| PROBLEM STATEMENT |
From the records below, print exactly the lines starting at the one containing "Exercise. Put one point on each instance of the beach" and ending at the one containing "Exercise. Put one point on each instance of the residential", ends included, and nothing else.

| RECORD EXTRACTS |
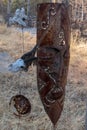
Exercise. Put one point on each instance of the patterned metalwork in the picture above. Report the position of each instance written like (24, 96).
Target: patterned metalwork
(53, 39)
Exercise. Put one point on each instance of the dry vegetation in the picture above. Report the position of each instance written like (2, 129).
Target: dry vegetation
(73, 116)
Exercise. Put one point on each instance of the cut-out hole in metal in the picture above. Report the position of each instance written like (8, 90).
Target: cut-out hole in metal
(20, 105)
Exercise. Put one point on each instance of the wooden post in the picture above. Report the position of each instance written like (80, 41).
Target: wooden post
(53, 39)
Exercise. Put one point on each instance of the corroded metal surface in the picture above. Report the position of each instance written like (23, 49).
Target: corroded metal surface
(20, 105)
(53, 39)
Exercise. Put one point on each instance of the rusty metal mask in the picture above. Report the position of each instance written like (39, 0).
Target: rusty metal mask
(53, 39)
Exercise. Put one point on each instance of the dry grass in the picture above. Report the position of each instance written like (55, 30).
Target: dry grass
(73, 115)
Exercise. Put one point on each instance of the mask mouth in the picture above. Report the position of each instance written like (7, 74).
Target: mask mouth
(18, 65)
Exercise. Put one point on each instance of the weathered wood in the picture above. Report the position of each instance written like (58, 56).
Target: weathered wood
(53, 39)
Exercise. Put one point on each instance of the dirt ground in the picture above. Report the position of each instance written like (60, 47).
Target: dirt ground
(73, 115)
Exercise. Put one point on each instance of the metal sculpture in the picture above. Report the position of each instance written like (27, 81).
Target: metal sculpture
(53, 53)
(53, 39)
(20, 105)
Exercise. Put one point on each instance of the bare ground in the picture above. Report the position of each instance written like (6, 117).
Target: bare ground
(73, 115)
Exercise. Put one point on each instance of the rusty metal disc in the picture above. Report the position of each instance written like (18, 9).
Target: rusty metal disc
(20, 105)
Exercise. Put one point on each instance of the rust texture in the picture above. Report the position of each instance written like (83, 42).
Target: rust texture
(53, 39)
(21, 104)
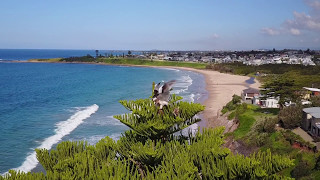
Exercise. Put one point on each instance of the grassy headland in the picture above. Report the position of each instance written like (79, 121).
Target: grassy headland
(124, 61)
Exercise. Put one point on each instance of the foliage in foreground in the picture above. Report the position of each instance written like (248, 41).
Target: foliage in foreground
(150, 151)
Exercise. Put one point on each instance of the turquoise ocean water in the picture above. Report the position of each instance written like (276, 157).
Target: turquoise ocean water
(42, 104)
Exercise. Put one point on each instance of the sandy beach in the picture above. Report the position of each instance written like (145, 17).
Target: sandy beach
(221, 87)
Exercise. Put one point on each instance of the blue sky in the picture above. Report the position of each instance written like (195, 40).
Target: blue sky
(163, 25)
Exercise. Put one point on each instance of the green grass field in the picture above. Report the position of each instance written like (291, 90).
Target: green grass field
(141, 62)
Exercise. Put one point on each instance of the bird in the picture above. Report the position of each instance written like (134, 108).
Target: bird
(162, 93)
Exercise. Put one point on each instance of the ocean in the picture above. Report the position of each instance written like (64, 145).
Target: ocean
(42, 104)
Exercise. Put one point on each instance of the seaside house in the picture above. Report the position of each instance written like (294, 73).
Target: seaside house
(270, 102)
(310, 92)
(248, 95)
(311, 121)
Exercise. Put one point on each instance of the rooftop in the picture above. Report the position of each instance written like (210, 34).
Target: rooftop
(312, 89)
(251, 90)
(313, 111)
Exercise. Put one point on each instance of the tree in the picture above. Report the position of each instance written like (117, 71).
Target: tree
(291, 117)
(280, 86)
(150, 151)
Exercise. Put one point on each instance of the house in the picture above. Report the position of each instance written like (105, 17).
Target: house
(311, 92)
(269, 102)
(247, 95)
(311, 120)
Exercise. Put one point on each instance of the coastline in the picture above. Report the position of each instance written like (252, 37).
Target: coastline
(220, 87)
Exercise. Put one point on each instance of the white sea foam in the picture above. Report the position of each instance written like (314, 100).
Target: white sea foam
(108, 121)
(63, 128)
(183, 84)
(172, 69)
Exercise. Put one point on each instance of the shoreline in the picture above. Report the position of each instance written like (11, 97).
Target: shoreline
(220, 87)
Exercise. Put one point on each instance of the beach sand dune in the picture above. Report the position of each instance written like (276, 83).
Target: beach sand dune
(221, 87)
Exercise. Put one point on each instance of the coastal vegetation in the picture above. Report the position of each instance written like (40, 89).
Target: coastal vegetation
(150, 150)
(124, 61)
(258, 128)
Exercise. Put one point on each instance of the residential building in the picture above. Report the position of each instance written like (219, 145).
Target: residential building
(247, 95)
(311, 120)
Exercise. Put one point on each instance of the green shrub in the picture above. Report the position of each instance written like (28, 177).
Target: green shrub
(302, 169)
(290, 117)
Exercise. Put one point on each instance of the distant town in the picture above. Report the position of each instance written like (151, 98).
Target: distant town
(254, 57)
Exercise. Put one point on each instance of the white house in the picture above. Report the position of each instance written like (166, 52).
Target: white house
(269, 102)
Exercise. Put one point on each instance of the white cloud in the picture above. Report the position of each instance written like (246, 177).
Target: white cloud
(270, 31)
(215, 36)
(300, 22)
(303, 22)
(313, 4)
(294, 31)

| EXPECTED ANSWER |
Exercise. Put one point on each instance of the beach sand dune in the picture above. Report the position of each instance written like (276, 83).
Target: beach sand dune
(221, 87)
Exercise. Put one point on each instance of the coastal vegetation in the picture above. Report the position of each instance written like (40, 89).
Target: coastal vegetation
(150, 150)
(124, 61)
(258, 128)
Exercise. Put one point on each instance of the residential building in the picture above. Report the position of each instance written like (219, 145).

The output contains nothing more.